## START Data extract

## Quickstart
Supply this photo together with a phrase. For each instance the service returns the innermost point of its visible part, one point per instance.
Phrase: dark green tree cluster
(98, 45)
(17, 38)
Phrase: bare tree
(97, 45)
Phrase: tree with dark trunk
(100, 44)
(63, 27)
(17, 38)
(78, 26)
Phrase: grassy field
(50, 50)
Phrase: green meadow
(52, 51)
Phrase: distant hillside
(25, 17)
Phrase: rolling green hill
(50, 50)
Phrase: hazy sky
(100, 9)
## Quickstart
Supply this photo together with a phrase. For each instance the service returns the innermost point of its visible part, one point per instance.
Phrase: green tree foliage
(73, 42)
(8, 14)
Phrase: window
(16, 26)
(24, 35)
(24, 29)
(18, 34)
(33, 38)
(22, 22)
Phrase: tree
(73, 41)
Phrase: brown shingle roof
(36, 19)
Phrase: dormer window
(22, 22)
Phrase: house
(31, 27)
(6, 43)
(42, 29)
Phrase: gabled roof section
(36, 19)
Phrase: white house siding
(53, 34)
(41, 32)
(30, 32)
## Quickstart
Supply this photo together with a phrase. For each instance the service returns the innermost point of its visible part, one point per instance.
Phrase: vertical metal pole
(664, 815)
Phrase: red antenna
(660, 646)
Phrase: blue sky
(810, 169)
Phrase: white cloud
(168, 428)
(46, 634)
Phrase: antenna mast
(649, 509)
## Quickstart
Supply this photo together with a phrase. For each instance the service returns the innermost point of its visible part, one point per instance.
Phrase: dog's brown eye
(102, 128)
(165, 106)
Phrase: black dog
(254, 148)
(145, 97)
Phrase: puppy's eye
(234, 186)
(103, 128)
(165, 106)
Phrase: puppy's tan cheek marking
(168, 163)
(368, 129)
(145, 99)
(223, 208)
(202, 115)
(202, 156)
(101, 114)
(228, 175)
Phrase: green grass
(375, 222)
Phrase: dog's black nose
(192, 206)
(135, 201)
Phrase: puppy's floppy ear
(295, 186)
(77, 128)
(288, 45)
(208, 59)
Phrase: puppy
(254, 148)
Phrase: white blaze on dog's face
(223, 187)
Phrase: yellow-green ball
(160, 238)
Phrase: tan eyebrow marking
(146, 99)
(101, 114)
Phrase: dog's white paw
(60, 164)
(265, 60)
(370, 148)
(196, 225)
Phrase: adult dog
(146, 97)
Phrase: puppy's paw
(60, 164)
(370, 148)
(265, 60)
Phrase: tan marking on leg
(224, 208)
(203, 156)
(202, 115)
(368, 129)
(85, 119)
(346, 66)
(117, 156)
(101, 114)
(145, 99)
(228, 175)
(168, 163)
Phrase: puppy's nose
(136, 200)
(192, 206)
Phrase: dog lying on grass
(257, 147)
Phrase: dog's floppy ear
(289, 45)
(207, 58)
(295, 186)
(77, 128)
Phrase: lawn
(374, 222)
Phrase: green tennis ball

## END Data extract

Instructions for the task =>
Repeat all of the records above exactly as they appear.

Response =>
## Quickstart
Supply this photo together with a phrase. For each instance the service returns the innermost point of its visible part, one point per instance.
Phrase: dark green tree cluster
(98, 45)
(17, 38)
Phrase: bare tree
(97, 45)
Phrase: tree with dark trunk
(100, 44)
(63, 27)
(17, 38)
(78, 26)
Phrase: grassy field
(50, 50)
Phrase: green meadow
(52, 51)
Phrase: distant hillside
(25, 17)
Phrase: rolling green hill
(50, 50)
Phrase: hazy sky
(100, 9)
## Quickstart
Supply this photo together with a phrase. For each instance the service returns the innermost point of its visible part, one point per instance.
Phrase: green tree foliage
(73, 42)
(8, 14)
Phrase: window
(16, 26)
(24, 35)
(24, 29)
(18, 34)
(33, 38)
(22, 22)
Phrase: tree
(73, 41)
Phrase: brown shingle roof
(36, 19)
Phrase: dormer window
(22, 22)
Phrase: house
(31, 27)
(6, 43)
(42, 29)
Phrase: gabled roof section
(36, 19)
Phrase: white house siding
(53, 34)
(41, 32)
(30, 32)
## Quickstart
Supply this photo together with a phrase. For each instance the service returns the innermost point of its visible part, one point per instance.
Phrase: vertical metal pole
(664, 815)
Phrase: red antenna
(660, 646)
Phrase: blue sky
(810, 169)
Phrase: white cloud
(168, 428)
(46, 634)
Phrase: antenna mast
(649, 509)
## Quickstart
Supply this photo together with a phrase. For each instance the service returns the innermost point of its visible part, one point per instance.
Phrase: dog's brown eye
(102, 128)
(165, 106)
Phrase: black dog
(254, 148)
(145, 97)
Phrase: puppy's eye
(234, 186)
(103, 128)
(165, 106)
Phrase: puppy's tan cheek marking
(168, 163)
(368, 129)
(145, 99)
(223, 208)
(202, 115)
(202, 156)
(101, 114)
(228, 175)
Phrase: green grass
(375, 222)
Phrase: dog's black nose
(192, 206)
(135, 201)
Phrase: puppy's floppy ear
(295, 186)
(77, 128)
(288, 45)
(208, 59)
Phrase: puppy
(254, 148)
Phrase: white blaze on dog's face
(223, 187)
Phrase: yellow-green ball
(160, 238)
Phrase: tan eyebrow marking
(146, 99)
(101, 114)
Phrase: dog's white paw
(60, 164)
(265, 60)
(370, 148)
(196, 225)
Phrase: adult dog
(146, 97)
Phrase: puppy's paw
(60, 164)
(370, 148)
(265, 60)
Phrase: tan marking on leg
(224, 208)
(203, 156)
(202, 115)
(368, 129)
(85, 119)
(346, 66)
(117, 156)
(101, 114)
(145, 99)
(228, 175)
(168, 163)
Phrase: puppy's nose
(136, 200)
(192, 206)
Phrase: dog lying on grass
(257, 147)
Phrase: dog's floppy ear
(289, 45)
(207, 58)
(295, 186)
(77, 128)
Phrase: lawn
(374, 222)
Phrase: green tennis ball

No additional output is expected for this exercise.